Exercise goal
Write out, word for word and with no pictures, each line below from the one containing "column 232, row 258" through the one containing "column 263, row 287", both included, and no other line.
Segment Start: Data provided
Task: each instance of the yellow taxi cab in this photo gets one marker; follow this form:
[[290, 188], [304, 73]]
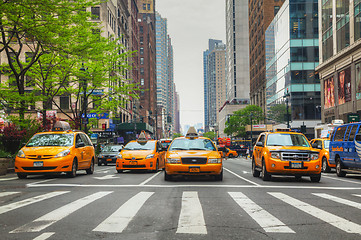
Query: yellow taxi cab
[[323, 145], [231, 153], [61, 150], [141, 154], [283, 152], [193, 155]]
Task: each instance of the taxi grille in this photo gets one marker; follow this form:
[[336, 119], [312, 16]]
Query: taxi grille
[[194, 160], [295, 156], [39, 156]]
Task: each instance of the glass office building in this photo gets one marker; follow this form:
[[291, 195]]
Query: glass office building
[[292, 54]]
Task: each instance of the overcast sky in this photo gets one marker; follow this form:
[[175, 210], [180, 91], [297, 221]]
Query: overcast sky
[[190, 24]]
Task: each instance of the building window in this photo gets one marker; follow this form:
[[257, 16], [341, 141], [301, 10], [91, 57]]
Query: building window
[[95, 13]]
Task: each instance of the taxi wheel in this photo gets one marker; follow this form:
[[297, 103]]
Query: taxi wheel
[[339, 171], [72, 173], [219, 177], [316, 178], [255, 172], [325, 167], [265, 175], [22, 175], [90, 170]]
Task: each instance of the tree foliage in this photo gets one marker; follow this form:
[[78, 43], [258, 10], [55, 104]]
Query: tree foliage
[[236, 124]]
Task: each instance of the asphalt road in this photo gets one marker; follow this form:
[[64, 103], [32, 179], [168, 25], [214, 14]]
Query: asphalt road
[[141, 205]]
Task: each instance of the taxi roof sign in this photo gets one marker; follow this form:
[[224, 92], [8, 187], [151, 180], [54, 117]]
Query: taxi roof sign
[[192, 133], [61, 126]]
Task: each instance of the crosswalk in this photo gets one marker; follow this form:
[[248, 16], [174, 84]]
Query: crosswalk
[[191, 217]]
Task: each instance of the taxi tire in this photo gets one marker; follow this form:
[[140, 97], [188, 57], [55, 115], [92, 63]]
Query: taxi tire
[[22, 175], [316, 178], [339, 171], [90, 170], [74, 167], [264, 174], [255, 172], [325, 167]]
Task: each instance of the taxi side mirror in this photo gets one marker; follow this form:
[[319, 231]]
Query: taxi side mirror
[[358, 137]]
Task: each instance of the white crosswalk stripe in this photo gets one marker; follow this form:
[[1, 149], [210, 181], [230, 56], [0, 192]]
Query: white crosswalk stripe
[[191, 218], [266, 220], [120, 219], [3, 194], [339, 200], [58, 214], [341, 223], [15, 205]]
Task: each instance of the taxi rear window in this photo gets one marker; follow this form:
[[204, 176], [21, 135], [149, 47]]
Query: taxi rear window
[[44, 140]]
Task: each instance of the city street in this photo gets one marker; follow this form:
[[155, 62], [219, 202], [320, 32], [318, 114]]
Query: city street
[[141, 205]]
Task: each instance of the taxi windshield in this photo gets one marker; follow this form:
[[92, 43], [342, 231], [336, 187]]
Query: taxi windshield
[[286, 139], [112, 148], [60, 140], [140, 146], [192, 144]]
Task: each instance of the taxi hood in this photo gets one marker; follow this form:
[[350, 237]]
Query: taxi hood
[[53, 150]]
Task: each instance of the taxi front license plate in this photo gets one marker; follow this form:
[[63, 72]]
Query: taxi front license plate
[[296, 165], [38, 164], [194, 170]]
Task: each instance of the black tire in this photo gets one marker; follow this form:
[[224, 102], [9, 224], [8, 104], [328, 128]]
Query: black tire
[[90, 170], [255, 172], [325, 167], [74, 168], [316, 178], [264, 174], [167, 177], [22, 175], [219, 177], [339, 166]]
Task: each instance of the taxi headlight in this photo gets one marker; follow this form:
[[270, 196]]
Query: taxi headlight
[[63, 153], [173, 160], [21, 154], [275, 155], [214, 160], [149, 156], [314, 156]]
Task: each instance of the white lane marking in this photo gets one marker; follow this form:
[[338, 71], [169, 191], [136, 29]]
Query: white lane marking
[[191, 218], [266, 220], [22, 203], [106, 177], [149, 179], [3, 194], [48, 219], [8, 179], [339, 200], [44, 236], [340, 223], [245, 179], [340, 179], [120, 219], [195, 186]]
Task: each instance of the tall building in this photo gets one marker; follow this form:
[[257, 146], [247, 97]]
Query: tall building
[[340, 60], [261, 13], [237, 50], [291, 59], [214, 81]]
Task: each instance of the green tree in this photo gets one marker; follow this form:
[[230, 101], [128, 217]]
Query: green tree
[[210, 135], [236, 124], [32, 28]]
Segment End: Data provided
Segment Start: Data provided
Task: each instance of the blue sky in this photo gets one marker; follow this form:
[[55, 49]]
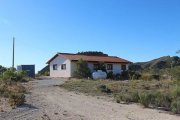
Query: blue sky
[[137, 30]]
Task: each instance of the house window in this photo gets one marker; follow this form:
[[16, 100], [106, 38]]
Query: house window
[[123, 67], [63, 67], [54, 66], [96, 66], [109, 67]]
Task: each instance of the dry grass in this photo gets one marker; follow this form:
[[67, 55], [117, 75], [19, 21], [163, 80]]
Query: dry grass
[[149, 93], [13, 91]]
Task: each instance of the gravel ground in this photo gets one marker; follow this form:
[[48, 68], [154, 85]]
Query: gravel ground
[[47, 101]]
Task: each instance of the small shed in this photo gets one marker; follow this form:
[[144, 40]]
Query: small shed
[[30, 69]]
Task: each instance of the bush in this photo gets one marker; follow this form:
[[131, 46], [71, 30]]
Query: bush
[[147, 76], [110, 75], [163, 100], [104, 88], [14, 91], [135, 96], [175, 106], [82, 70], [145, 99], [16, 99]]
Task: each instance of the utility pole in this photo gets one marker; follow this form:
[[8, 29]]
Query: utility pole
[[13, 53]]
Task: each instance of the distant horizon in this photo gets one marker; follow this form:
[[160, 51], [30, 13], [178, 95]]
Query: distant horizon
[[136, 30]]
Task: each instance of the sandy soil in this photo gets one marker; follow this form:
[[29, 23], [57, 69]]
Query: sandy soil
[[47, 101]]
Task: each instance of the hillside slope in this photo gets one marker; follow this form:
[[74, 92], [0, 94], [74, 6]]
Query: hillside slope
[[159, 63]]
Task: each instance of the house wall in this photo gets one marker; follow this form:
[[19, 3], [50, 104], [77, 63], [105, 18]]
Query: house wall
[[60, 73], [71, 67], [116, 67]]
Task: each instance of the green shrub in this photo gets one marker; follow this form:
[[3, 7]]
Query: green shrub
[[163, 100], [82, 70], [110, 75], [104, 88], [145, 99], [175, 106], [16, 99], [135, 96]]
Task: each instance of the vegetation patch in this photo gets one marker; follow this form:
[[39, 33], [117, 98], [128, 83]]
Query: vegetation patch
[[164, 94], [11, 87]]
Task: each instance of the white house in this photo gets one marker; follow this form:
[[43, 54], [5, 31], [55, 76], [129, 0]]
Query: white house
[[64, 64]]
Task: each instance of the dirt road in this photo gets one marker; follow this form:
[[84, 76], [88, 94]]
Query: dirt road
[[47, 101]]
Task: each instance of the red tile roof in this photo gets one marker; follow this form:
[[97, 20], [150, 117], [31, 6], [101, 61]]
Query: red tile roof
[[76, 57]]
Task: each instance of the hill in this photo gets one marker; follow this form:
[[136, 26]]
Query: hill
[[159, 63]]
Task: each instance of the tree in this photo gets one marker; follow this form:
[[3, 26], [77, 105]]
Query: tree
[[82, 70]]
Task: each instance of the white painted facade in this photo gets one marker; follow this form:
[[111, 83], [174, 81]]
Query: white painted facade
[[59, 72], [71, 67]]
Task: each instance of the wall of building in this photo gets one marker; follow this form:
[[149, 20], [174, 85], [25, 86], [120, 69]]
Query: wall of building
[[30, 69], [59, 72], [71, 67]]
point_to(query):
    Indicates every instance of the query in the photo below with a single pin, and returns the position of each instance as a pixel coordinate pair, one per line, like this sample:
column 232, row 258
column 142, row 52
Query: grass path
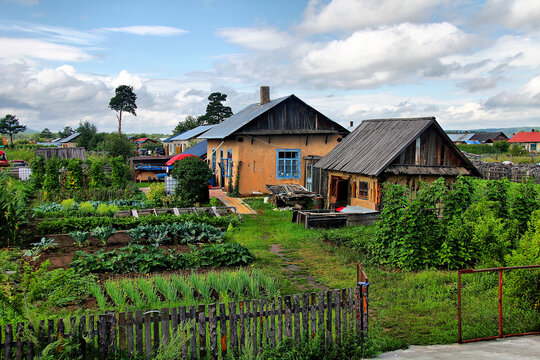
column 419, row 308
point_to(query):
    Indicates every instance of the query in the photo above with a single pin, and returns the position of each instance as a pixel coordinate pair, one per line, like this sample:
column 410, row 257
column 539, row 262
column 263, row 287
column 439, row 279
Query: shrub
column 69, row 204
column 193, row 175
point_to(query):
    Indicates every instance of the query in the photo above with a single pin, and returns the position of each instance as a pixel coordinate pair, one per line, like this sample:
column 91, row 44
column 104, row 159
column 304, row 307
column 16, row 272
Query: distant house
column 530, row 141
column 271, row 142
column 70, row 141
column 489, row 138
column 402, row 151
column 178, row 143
Segment End: Data provided
Completed task
column 232, row 258
column 142, row 52
Query: grass path
column 419, row 308
point_to(query):
    Indicates every instance of the query in the photo above with a single pin, and returns the position of each instance as a pixel coordinate pair, one per line, like this sample:
column 410, row 257
column 539, row 262
column 263, row 287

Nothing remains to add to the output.